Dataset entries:
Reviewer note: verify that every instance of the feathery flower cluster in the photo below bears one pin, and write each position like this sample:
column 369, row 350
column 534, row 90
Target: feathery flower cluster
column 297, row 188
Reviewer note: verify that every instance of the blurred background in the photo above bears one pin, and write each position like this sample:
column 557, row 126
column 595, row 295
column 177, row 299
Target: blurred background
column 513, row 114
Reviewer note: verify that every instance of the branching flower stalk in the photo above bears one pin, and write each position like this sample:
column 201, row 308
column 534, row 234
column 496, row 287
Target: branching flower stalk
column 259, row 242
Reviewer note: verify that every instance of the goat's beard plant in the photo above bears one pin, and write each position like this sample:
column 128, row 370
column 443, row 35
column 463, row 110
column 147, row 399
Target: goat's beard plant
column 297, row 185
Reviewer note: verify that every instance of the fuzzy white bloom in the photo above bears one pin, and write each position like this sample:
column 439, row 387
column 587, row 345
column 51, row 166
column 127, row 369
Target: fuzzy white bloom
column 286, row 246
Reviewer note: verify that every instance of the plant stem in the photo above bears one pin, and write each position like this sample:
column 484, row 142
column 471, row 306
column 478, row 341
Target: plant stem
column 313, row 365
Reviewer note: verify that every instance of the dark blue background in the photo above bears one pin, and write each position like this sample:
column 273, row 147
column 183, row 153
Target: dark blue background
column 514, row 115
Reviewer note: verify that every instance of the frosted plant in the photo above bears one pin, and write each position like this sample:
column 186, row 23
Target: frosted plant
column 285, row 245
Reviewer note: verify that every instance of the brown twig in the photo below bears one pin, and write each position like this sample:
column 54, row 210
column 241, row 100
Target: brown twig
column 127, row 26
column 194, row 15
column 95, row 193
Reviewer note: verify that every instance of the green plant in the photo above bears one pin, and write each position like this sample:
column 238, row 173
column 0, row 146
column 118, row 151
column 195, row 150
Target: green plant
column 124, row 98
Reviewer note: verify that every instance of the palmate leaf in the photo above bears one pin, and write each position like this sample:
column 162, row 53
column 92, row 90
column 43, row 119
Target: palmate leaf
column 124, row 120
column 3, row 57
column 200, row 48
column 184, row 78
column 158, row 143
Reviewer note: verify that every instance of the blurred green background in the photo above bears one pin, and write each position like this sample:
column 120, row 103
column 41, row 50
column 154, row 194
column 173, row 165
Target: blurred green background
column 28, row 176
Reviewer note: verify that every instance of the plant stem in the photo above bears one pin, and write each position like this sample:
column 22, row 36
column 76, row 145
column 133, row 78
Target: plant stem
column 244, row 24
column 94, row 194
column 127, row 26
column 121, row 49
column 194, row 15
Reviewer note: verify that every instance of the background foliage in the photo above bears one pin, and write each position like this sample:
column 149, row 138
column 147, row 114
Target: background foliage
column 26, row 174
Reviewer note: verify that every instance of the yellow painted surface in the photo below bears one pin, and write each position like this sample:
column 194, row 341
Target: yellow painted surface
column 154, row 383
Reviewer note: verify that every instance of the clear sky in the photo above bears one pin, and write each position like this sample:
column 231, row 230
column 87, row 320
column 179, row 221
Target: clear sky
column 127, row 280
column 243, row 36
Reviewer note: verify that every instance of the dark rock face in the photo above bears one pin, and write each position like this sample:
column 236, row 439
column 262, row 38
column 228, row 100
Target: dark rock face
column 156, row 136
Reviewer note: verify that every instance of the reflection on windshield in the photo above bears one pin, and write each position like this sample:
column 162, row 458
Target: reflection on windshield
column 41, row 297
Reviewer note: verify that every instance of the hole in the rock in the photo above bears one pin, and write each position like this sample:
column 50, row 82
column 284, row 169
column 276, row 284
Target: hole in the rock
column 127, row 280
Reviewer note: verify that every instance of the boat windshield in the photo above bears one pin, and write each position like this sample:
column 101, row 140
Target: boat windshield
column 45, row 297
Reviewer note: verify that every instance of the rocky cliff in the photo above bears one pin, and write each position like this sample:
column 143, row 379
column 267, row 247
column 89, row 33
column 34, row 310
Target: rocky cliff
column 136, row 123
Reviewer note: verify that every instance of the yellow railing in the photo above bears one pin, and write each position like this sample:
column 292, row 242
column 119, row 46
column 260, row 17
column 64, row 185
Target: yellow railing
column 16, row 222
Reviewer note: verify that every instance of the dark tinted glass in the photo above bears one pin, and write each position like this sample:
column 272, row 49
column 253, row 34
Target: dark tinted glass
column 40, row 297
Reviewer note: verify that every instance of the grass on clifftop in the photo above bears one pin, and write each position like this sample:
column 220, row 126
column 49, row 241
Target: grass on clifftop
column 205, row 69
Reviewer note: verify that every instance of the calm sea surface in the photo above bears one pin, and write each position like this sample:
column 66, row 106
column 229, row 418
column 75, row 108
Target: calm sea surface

» **Exercise directions**
Every record, start to finish: reproduce it word for word.

» **Exercise solution**
Reviewer note: verify that every instance of the feathery flower cluster in the photo below bears one pin, and write each position like this sample:
column 369, row 350
column 534, row 90
Target: feathery flower cluster
column 297, row 188
Reviewer note: verify that every instance of the blurred background in the photo above bears one pin, and write each position like this sample:
column 557, row 126
column 595, row 295
column 177, row 299
Target: blurred background
column 513, row 114
Reviewer note: verify that every instance of the branching flower stalk in the photo above bears one pin, and write each position like this sample:
column 201, row 308
column 534, row 234
column 496, row 287
Target: branching flower stalk
column 259, row 242
Reviewer note: verify that every instance of the goat's beard plant in the photo above bears one pin, and write each position like this sample:
column 128, row 370
column 443, row 35
column 463, row 110
column 147, row 399
Target: goat's beard plant
column 297, row 185
Reviewer note: verify that every instance of the fuzzy white bloom in the photo above bears one pin, and write each position like this sample:
column 439, row 387
column 587, row 345
column 51, row 166
column 127, row 369
Target: fuzzy white bloom
column 286, row 246
Reviewer note: verify that every instance of the plant stem in the photo above bears one pin, and write each position like this sample:
column 484, row 142
column 471, row 306
column 478, row 341
Target: plant stem
column 313, row 365
Reviewer note: verify that every instance of the dark blue background in the photo above bears one pin, and write each position like this sample:
column 273, row 147
column 183, row 153
Target: dark blue background
column 514, row 115
Reviewer note: verify that every instance of the frosted plant in the photo above bears one pin, and write each position like this sample:
column 186, row 23
Target: frosted plant
column 285, row 245
Reviewer note: verify that every instance of the brown twig in the photo below bears one pin, and write each position like this sample:
column 54, row 210
column 241, row 100
Target: brown twig
column 127, row 26
column 194, row 15
column 95, row 193
Reviewer note: verify that every instance of the green plant in the photo above bears one pin, and write each position like this sample:
column 238, row 173
column 0, row 146
column 118, row 151
column 195, row 150
Target: green plant
column 124, row 98
Reviewer note: verify that every instance of the palmate leaf in the photo above bears one pin, and write each position like this sample:
column 162, row 53
column 92, row 90
column 43, row 119
Target: palmate leaf
column 124, row 120
column 3, row 57
column 200, row 48
column 184, row 78
column 158, row 143
Reviewer note: verify that every instance of the blurred green background in the photo above bears one pin, and write each position like this sample:
column 120, row 103
column 41, row 50
column 154, row 194
column 173, row 165
Target: blurred green background
column 28, row 176
Reviewer note: verify that every instance of the plant stem in the photo above bears one pin, and write each position like this sample:
column 22, row 36
column 76, row 145
column 133, row 78
Target: plant stem
column 244, row 24
column 94, row 194
column 127, row 26
column 121, row 49
column 194, row 15
Reviewer note: verify that every instance of the background foliage in the photo above bears one pin, and write each position like this sample:
column 149, row 138
column 147, row 114
Target: background foliage
column 26, row 174
Reviewer note: verify that every instance of the yellow painted surface in the photo below bears one pin, and write each position like this sample:
column 194, row 341
Target: yellow painted surface
column 154, row 383
Reviewer note: verify that every instance of the clear sky in the photo above bears one pin, and write each position like this sample:
column 231, row 230
column 87, row 320
column 179, row 221
Target: clear sky
column 127, row 280
column 243, row 36
Reviewer note: verify that every instance of the dark rock face in the photo above bears one pin, and write each position like this sample:
column 236, row 439
column 262, row 38
column 228, row 100
Target: dark rock face
column 156, row 136
Reviewer note: verify that every instance of the reflection on windshield in the photo above bears one pin, and write each position like this sample:
column 162, row 458
Target: reflection on windshield
column 41, row 297
Reviewer note: verify that every instance of the hole in the rock in the photo above bears one pin, and write each position like this sample:
column 50, row 82
column 284, row 169
column 276, row 284
Target: hole in the rock
column 127, row 280
Reviewer note: verify that every instance of the boat windshield in the photo above bears one pin, and write each position like this sample:
column 101, row 140
Target: boat windshield
column 45, row 297
Reviewer note: verify that every instance of the rocky cliff in the photo above bears one pin, and write each position like this sample:
column 143, row 379
column 267, row 247
column 89, row 33
column 34, row 310
Target: rocky cliff
column 136, row 123
Reviewer note: verify that every instance of the yellow railing in the photo above bears one pin, and write each position like this sample:
column 292, row 242
column 119, row 46
column 260, row 17
column 64, row 185
Target: yellow railing
column 16, row 222
Reviewer note: verify that every instance of the dark tinted glass in the photo above bears one pin, and write each position like this sample:
column 272, row 49
column 253, row 34
Target: dark tinted glass
column 40, row 297
Reviewer note: verify that every instance of the grass on clifftop in the photo above bears one pin, and write each position like this sample:
column 220, row 126
column 49, row 241
Target: grass on clifftop
column 205, row 69
Reviewer note: verify that every instance of the calm sea surface in the photo above bears one pin, and write each position like this sample:
column 66, row 106
column 229, row 418
column 75, row 108
Target: calm sea surface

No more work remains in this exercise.